Format every line of the listing below as a JSON list of strings, with one string per line and blank lines omitted.

(Location labeling listing)
▼

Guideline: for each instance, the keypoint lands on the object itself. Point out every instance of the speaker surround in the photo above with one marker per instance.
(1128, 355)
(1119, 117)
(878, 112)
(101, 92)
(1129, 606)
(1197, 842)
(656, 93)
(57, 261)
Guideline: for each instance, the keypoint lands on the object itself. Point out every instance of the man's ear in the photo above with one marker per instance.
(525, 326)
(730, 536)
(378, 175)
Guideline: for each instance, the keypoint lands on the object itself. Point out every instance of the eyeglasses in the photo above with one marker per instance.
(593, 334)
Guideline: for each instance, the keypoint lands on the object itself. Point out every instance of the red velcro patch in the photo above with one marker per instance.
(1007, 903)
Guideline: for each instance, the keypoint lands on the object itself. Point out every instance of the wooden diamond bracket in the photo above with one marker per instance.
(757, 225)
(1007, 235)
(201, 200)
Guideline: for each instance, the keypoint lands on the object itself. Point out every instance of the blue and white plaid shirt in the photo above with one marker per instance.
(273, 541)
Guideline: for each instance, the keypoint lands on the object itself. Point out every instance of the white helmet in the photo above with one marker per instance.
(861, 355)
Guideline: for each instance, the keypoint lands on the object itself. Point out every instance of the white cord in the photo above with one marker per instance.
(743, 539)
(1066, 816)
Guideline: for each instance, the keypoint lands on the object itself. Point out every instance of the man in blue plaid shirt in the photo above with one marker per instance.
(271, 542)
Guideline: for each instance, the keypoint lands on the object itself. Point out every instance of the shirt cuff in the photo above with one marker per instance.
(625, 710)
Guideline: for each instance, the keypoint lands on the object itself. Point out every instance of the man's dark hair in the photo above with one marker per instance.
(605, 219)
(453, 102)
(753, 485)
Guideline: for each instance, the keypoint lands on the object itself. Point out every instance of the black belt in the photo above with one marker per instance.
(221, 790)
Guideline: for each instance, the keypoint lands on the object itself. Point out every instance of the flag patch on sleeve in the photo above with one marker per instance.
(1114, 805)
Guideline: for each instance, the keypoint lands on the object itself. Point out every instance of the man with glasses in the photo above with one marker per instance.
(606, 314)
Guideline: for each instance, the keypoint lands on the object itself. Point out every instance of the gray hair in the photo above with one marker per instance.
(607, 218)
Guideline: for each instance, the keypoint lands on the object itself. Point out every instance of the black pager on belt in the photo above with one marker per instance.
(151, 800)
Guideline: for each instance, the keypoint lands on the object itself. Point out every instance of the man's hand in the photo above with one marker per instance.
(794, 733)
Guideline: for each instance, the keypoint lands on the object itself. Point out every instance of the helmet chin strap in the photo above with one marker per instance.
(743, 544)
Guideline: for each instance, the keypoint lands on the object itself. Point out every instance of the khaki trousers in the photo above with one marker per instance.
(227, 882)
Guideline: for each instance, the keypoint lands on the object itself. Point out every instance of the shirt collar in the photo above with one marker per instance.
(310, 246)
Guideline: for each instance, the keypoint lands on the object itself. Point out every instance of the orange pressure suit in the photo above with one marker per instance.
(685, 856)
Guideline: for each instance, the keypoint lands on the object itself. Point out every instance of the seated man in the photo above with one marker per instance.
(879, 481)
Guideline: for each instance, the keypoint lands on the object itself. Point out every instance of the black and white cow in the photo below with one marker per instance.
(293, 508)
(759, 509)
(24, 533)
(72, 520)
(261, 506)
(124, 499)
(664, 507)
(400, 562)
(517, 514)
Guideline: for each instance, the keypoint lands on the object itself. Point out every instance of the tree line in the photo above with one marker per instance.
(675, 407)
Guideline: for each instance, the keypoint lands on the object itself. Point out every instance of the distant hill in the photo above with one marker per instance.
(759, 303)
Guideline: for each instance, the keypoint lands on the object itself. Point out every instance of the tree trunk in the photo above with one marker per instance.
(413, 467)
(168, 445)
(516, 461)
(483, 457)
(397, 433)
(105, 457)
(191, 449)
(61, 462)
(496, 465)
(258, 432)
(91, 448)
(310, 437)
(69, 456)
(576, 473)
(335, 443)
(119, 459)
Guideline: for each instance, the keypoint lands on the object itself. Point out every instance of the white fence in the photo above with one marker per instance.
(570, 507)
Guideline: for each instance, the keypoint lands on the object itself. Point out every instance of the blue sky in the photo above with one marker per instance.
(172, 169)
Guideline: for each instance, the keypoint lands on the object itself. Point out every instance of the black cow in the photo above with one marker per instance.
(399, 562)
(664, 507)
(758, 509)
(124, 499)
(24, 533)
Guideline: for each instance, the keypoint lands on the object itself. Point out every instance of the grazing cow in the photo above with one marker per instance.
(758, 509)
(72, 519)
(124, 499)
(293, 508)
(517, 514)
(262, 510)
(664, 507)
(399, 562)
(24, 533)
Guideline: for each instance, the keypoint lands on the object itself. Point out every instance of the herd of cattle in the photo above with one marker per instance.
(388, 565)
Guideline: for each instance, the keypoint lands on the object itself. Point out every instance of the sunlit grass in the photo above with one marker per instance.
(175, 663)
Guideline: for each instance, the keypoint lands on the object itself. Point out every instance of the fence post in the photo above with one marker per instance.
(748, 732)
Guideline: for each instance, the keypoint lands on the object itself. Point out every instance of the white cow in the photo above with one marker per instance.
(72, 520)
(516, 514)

▲

WRITTEN SOLUTION
[
  "Guideline: for each instance, the keypoint lands on the object itself. Point out every instance of the speaker surround in the photo above with one marker per instance.",
  "(1128, 355)",
  "(1119, 117)",
  "(878, 112)",
  "(101, 92)",
  "(1129, 606)",
  "(1197, 842)",
  "(656, 93)",
  "(57, 261)",
  "Guideline: for each instance, the keypoint lands on the object itself. Point out every instance of the man's ear in the photo above with one marker per instance.",
  "(525, 326)",
  "(730, 536)",
  "(378, 175)",
  "Guideline: for each instance, the keypoint lands on the object itself. Point out every instance of the eyeglasses in the photo above with one marker per instance.",
  "(593, 334)",
  "Guideline: for each instance, the keypoint lands on the object itself. Point out every instance of the red velcro patch in the photo above with one marker per instance.",
  "(1007, 903)",
  "Guideline: for each instance, the keypoint lands on the object itself. Point out every instance of the wooden diamond bracket in the photo above with one marker per instance.",
  "(757, 225)",
  "(1007, 235)",
  "(201, 200)",
  "Guideline: for each instance, the keypoint lands on the object itself. Point out every instance of the blue and white plaid shirt in the photo above with one marker per instance.",
  "(273, 541)",
  "Guideline: for each instance, the keypoint lands on the object itself. Point out every instance of the white helmet in the photo above with one marker per instance.",
  "(861, 355)",
  "Guideline: for each instance, the keypoint lands on the object itself. Point out every instance of the white cord in the photo above with one marker per instance.",
  "(743, 539)",
  "(1066, 816)",
  "Guideline: for each instance, the keypoint lands on the object itself. Point out every instance of the man in blue plaid shirt in the photo above with one marker per instance.",
  "(271, 542)",
  "Guideline: for each instance, the keypoint lands on the object itself. Point out every instance of the shirt cuff in the photo above with one marker per instance.",
  "(625, 710)",
  "Guideline: for each instance, the keypoint lands on the object itself. Point out every instance of the man's dark hair in the photo above with one marker per instance.",
  "(605, 219)",
  "(453, 102)",
  "(753, 485)",
  "Guideline: for each instance, the keypoint lands on the object itself. Point out every instance of the black belt in the photo above with one marker per instance.",
  "(221, 790)",
  "Guideline: for each instance, the keypoint lands on the object itself. Point out every instance of the flag patch on sleeve in the photo above with one marker per instance.",
  "(1114, 805)",
  "Guideline: for each instance, the keypoint lands on the object itself. Point out every instance of the man with glasses in the photo above with one marker per instance.",
  "(606, 314)",
  "Guideline: for each instance, the keypoint lands on the object itself. Point out every instance of the gray hair in the photo above with one marker per instance.",
  "(607, 218)",
  "Guideline: for each instance, the keypoint lands on the object itself. Point out every instance of the black pager on belt in the photo above with one marker per instance.",
  "(151, 800)",
  "Guideline: for each instance, the keypoint lands on the object itself. Point out every instance of the man's hand in the photo above with one marker per instance.",
  "(794, 733)",
  "Guideline: for each instance, the keypoint lands on the object itself. Point out every instance of the helmet chin strap in the photo above with one marker per instance.",
  "(743, 544)",
  "Guideline: for each instance, the keypoint lands on the object itself. Point out every instance of the khaki trousers in the photo above with one marker per instance.",
  "(227, 882)",
  "Guideline: for each instance, the keypoint lands on the object itself. Point out every instance of the shirt collar in the photo above with one marker per instance.",
  "(310, 246)",
  "Guideline: for each instance, the keypoint lands on the object itself. Point out every instance of the orange pressure suit in the photo above with one marker per instance.",
  "(685, 856)",
  "Guideline: for each instance, the keypoint lands on the object itself. Point out every instance of the seated man in the photo above with one marker per instance.",
  "(879, 481)",
  "Guideline: for each instance, the keypoint lands on the object itself. Point out every instance of the black and white cow in the photo below with one marker per instance.",
  "(293, 508)",
  "(759, 509)",
  "(24, 533)",
  "(72, 520)",
  "(261, 506)",
  "(124, 499)",
  "(664, 507)",
  "(400, 562)",
  "(517, 514)",
  "Guideline: for each instance, the keypoint lands on the object itself. Point out every instance of the tree line in the photo above with one marker per instance.",
  "(675, 407)",
  "Guideline: for each instance, the keypoint lands on the object itself. Point out every instance of the distant hill in the photo above with one marker per instance.",
  "(759, 303)",
  "Guideline: for each instance, the keypoint lands on the object itself. Point out every instance of the tree trunk in the photo above with one marker per instance.",
  "(413, 467)",
  "(168, 445)",
  "(516, 461)",
  "(483, 457)",
  "(397, 433)",
  "(105, 457)",
  "(191, 449)",
  "(61, 462)",
  "(496, 465)",
  "(258, 432)",
  "(91, 448)",
  "(310, 437)",
  "(69, 456)",
  "(576, 473)",
  "(335, 443)",
  "(119, 459)",
  "Guideline: for each instance, the keypoint lands on the object itself. Point out every instance of the white fence in the photo above with one marker per instance.",
  "(570, 507)",
  "Guideline: for each instance, the keypoint lands on the object itself. Point out every instance of the blue sky in the photo above with one marker per instance.",
  "(172, 169)",
  "Guideline: for each instance, the keypoint lands on the object itself. Point out every instance of the black cow in the photo above with one marker per instance.",
  "(399, 562)",
  "(664, 507)",
  "(758, 509)",
  "(124, 499)",
  "(24, 533)",
  "Guideline: for each instance, the keypoint lands on the object itself. Point out every instance of the grazing cow in the photo above with one marker per instance.",
  "(758, 509)",
  "(72, 519)",
  "(124, 499)",
  "(293, 508)",
  "(517, 514)",
  "(262, 510)",
  "(664, 507)",
  "(399, 562)",
  "(24, 533)",
  "Guideline: for each instance, the keypoint lands on the object itself. Point out every instance of the herd of cattle in the photo above with one marker per instance.",
  "(388, 565)",
  "Guideline: for each instance, the keypoint lands on the object itself. Point out every instance of the sunlit grass in the photo above with one marker per instance.",
  "(175, 663)",
  "Guideline: for each instance, the keypoint lands on the object itself. Point out every instance of the fence post in the photo above with one marker per instance.",
  "(748, 732)",
  "Guideline: for each instance, the keypoint lands on the object itself. Point out every instance of the white cow in the photo above with one marker per instance.",
  "(72, 520)",
  "(516, 514)"
]